» DESCRIPTION OF THE TASK
Every line of the material is to be set down exactly as written.

» SUPPLIED ENTRIES
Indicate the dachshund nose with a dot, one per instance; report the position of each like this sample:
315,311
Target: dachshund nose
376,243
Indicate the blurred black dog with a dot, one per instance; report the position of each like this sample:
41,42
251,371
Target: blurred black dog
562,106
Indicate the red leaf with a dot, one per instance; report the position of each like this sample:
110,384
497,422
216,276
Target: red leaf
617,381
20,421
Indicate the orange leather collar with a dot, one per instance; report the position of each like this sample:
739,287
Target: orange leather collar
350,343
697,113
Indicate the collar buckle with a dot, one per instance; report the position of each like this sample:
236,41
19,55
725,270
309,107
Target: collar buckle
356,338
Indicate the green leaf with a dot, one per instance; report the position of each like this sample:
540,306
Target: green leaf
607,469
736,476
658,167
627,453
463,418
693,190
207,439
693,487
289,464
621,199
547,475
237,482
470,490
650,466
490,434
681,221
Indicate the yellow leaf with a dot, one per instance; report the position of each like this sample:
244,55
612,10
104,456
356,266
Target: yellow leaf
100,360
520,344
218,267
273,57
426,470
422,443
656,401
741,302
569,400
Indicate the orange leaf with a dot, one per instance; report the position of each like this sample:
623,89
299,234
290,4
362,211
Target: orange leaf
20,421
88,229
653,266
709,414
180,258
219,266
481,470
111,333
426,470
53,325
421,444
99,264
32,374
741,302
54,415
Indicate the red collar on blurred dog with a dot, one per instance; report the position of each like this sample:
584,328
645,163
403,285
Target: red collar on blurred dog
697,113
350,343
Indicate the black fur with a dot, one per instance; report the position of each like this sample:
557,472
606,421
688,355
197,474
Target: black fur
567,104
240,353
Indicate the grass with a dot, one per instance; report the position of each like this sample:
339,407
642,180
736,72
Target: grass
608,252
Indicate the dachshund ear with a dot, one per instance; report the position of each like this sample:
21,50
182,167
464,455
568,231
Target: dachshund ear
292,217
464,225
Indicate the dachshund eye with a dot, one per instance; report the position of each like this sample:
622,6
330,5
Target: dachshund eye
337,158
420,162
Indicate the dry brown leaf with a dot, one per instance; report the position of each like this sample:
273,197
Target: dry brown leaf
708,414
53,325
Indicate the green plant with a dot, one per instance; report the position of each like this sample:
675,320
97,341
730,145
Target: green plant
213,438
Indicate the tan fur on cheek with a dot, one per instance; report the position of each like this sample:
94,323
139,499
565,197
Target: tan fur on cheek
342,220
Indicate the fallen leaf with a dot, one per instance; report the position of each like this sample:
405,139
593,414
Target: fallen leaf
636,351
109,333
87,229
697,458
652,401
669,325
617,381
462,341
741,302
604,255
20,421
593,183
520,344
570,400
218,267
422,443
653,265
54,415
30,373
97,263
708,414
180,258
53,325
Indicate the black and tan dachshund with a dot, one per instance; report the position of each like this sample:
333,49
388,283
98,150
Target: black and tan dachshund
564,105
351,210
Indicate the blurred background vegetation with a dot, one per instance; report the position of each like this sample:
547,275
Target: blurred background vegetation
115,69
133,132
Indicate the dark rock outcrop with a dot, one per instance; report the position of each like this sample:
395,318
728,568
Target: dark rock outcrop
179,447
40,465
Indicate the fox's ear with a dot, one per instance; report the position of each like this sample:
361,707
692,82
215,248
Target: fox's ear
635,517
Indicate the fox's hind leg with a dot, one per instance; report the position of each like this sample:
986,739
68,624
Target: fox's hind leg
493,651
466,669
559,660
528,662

» WRITTEN SOLUTION
Indicate the dachshund nose with a dot, one per instance; report the position of each like this sample:
315,311
Target: dachshund nose
376,243
Indicate the blurred black dog with a dot, one per instance; report the position of each like this sample:
41,42
251,371
Target: blurred black dog
562,106
Indicate the red leaf with a dot, one per instance; report the position of each like this sample:
110,384
497,422
216,276
Target: red leaf
617,381
20,421
Indicate the orange leather collar with a dot, one per instance; report the position of each like this sample:
739,287
Target: orange leather collar
350,343
697,113
Indicate the collar buckle with a dot, one per instance; report the position of each like this sample:
236,41
19,55
725,270
309,107
Target: collar buckle
356,338
Indicate the green leaf with a dot, one per instance; report the position of each like this sample:
540,306
Target: green leaf
607,469
736,476
658,167
627,453
463,418
693,190
207,439
693,487
289,464
621,199
547,475
237,482
470,490
650,466
490,434
681,221
Indicate the yellow leaf with a dot, one per instance; report the position of each like this sample:
244,55
612,10
104,456
356,266
Target: yellow leaf
100,360
520,344
218,267
273,57
426,470
422,443
656,401
741,302
569,400
Indicate the orange leaf with a dot, one per instance; report the position of each like this sample:
623,89
299,234
290,4
362,211
Target: orange leaf
20,421
88,229
653,266
709,414
180,258
219,266
481,470
111,333
426,470
53,325
421,444
99,264
32,374
741,302
54,415
Indicate the red collar on blurred dog with a dot, one per instance; report the position of each like this sample:
584,328
645,163
403,285
Target: red collar on blurred dog
697,113
350,343
Indicate the black fur with a dot, one per instance; report the position of each like this sample:
557,472
606,421
688,355
197,474
Target: black fur
567,104
240,353
Indicate the grass with a dot, one per instance; report the position of each like this sample:
339,407
642,180
736,72
Target: grass
608,252
Indicate the dachshund ear with a dot, one per instance; report the position of each like this sample:
21,50
182,167
464,455
568,231
Target: dachshund ear
292,217
464,225
Indicate the dachshund eye with a dot, one per instance; report the position of each like this sample:
622,6
330,5
Target: dachshund eye
337,158
420,162
Indicate the dry brown leaf with a dot, one per instance; report the position of each like this sample:
273,197
Target: dry brown leaf
708,414
53,325
Indicate the green plant with a dot, one per instance; report the position of each like this sample:
675,320
97,341
730,145
Target: green plant
213,438
Indicate the tan fur on cheek with a dot, one per instance; report the position of each like this sample:
94,323
139,499
565,197
Target: tan fur on cheek
342,220
Indicate the fallen leaf with a dot, one per instance; report the position of each like this sample:
405,139
593,414
Target: fallen leaf
636,351
109,333
87,229
697,458
652,401
669,325
617,381
462,341
741,302
604,255
20,421
593,183
520,344
570,400
218,267
422,443
653,265
54,415
30,373
97,263
708,414
180,258
53,325
Indicate the black and tan dachshund with a dot, one per instance; report the position of each like this sample:
333,49
388,283
98,150
Target: black and tan dachshund
564,105
351,210
Indicate the blurred background vegetation with a dot, one per instance; report the position of each like this sample:
547,275
Target: blurred background vegetation
115,69
133,132
Indicate the dark rock outcrop with a dot, one per instance; report the position of each like this sample:
395,318
728,568
Target: dark rock outcrop
179,447
40,465
Indicate the fox's ear with a dot, one per instance; report the position of each like this sample:
361,707
692,82
215,248
Target: fox's ear
635,517
Indicate the fox's hind leg with a dot, one per instance; report the position of each like this sample:
986,739
68,624
Target: fox's hind leg
493,651
466,669
559,660
528,662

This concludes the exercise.